"""

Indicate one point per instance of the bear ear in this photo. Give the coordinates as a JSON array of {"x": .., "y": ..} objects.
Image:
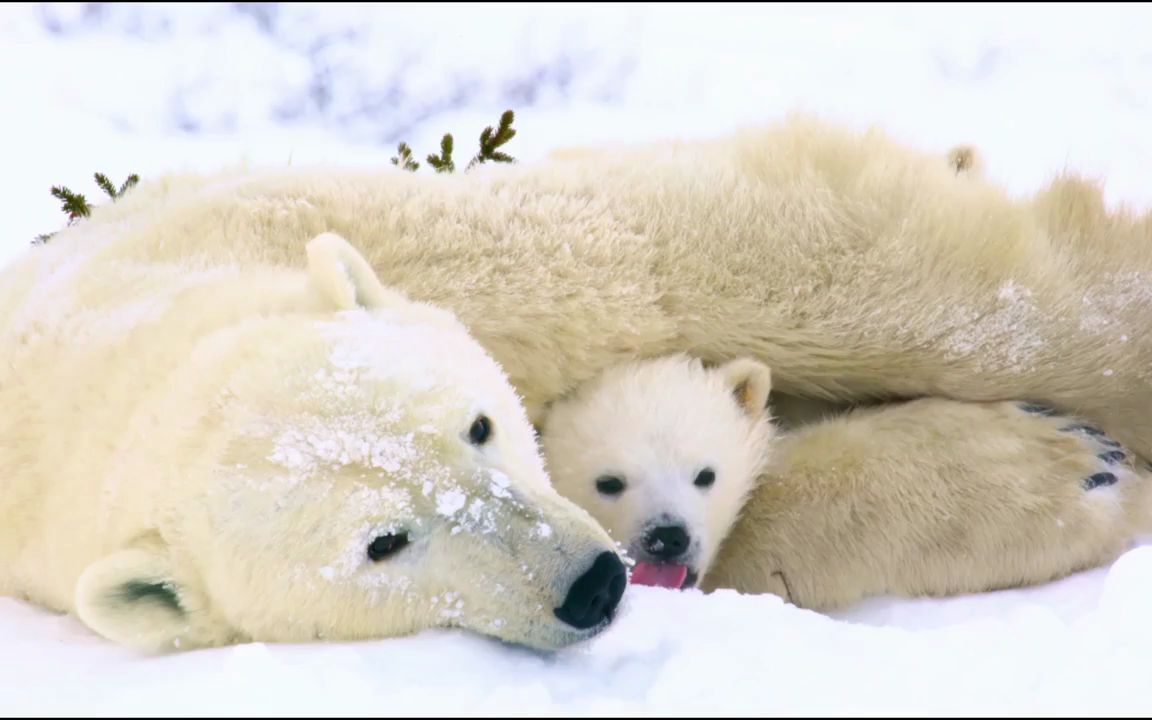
[
  {"x": 130, "y": 597},
  {"x": 965, "y": 160},
  {"x": 750, "y": 381},
  {"x": 342, "y": 275}
]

"""

WHAT IS BEING ASKED: Give back the material above exactly, but without its images.

ANSWER AREA:
Indicate one point per instance of the bear ear in this photo. Give the coordinates as a JSON array of {"x": .., "y": ..} objects.
Image:
[
  {"x": 130, "y": 597},
  {"x": 965, "y": 160},
  {"x": 750, "y": 381},
  {"x": 342, "y": 275}
]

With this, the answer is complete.